begin

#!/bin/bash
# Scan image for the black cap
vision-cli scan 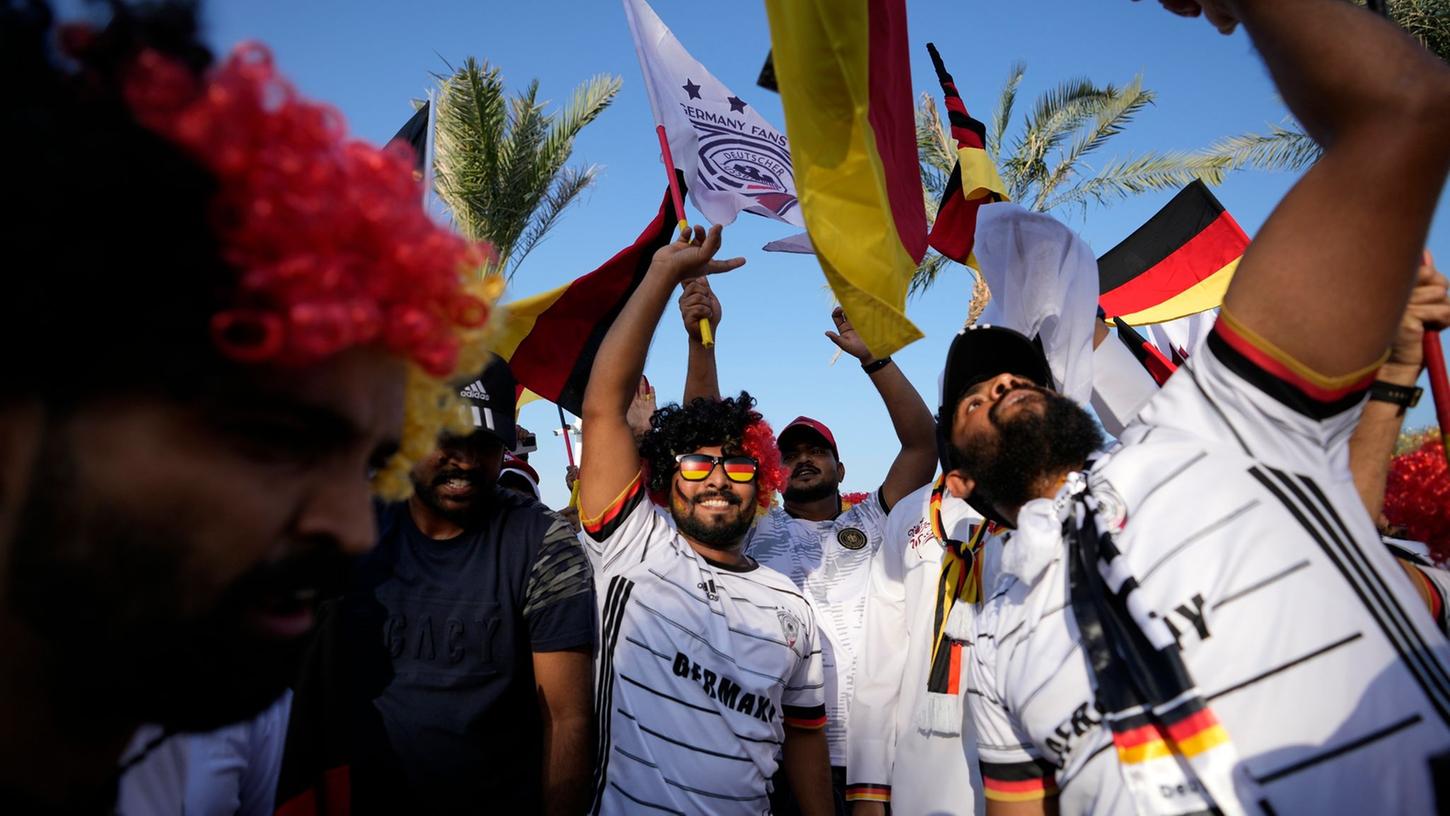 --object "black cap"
[937,323,1053,526]
[458,355,518,451]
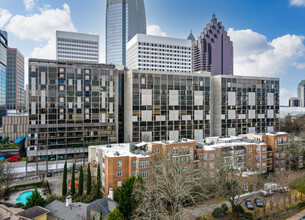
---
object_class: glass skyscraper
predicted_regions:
[106,0,146,66]
[0,30,8,127]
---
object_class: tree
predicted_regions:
[78,165,84,196]
[108,208,124,220]
[134,155,206,219]
[71,163,75,196]
[62,161,67,196]
[117,176,143,219]
[87,164,91,195]
[25,188,46,209]
[95,164,101,198]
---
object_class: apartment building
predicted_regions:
[88,139,196,195]
[124,70,212,142]
[6,48,25,112]
[56,31,99,63]
[211,75,280,136]
[126,34,193,73]
[27,59,119,165]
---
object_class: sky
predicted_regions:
[0,0,305,105]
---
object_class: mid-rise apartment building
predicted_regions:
[88,132,296,195]
[0,30,8,127]
[124,70,211,142]
[27,59,119,164]
[88,140,196,195]
[56,31,99,63]
[193,14,233,76]
[126,34,192,73]
[211,75,279,136]
[6,48,25,112]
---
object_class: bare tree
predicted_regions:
[0,162,15,188]
[134,155,205,220]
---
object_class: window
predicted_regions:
[210,153,215,160]
[140,160,149,169]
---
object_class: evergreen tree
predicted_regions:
[95,164,101,198]
[107,209,124,220]
[78,165,84,196]
[87,164,91,195]
[71,163,75,196]
[117,176,143,219]
[62,161,67,196]
[25,188,46,209]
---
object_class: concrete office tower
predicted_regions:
[56,31,99,63]
[0,30,8,127]
[211,75,279,136]
[126,34,192,73]
[27,59,119,166]
[106,0,146,66]
[298,80,305,107]
[6,48,24,112]
[289,97,302,107]
[193,14,233,76]
[124,70,211,142]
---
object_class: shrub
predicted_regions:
[221,203,229,212]
[14,202,25,209]
[233,204,245,214]
[239,212,253,220]
[212,208,226,219]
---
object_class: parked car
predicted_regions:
[260,190,273,197]
[254,198,263,208]
[245,200,254,210]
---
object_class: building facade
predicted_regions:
[88,132,294,195]
[0,30,8,127]
[211,75,280,136]
[193,14,233,76]
[2,113,29,141]
[6,48,25,112]
[289,97,303,107]
[56,31,99,63]
[124,70,211,142]
[126,34,192,73]
[106,0,146,66]
[298,80,305,107]
[27,59,119,161]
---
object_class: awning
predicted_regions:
[0,137,10,142]
[14,137,26,144]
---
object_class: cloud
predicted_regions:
[23,0,35,11]
[228,28,305,77]
[280,88,297,106]
[0,8,12,28]
[147,24,167,37]
[289,0,305,7]
[6,4,76,41]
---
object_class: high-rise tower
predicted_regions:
[193,14,233,75]
[106,0,146,65]
[0,30,8,127]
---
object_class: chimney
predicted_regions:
[66,196,72,207]
[108,188,114,200]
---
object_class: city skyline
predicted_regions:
[0,0,305,105]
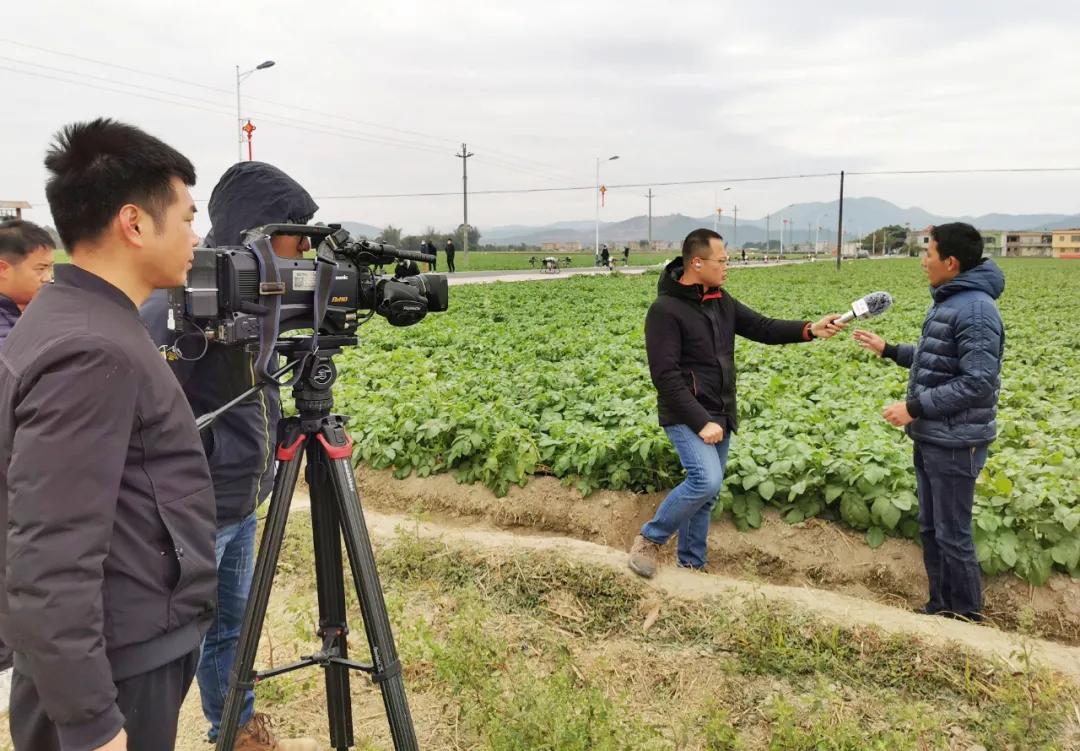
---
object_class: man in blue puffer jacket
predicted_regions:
[854,223,1005,620]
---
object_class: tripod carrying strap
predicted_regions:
[372,660,402,684]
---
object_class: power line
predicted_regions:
[0,55,604,179]
[0,38,583,179]
[847,166,1080,176]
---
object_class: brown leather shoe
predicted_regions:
[627,535,660,579]
[232,712,278,751]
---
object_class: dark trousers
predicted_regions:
[8,649,199,751]
[915,443,987,619]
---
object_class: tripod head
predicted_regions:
[276,335,356,431]
[195,334,357,430]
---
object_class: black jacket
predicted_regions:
[0,295,23,670]
[0,265,217,750]
[0,295,23,345]
[645,258,812,432]
[141,162,319,526]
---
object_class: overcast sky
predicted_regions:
[0,0,1080,231]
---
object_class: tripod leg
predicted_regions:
[308,442,353,751]
[312,415,419,751]
[216,418,307,751]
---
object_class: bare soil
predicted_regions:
[349,469,1080,645]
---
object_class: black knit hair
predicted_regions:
[45,118,195,253]
[930,222,983,272]
[683,228,724,264]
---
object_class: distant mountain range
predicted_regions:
[481,198,1080,245]
[332,197,1080,246]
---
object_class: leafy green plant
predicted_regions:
[337,259,1080,584]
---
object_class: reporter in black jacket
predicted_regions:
[0,120,216,751]
[630,229,843,577]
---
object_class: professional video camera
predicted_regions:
[168,224,448,345]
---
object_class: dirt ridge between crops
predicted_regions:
[280,479,1080,682]
[294,495,1080,682]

end

Required work: Pull out each line of the data above that contains the word "rise".

Response for this exercise:
object_class: mid-rise apartment building
object_class: high-rise tower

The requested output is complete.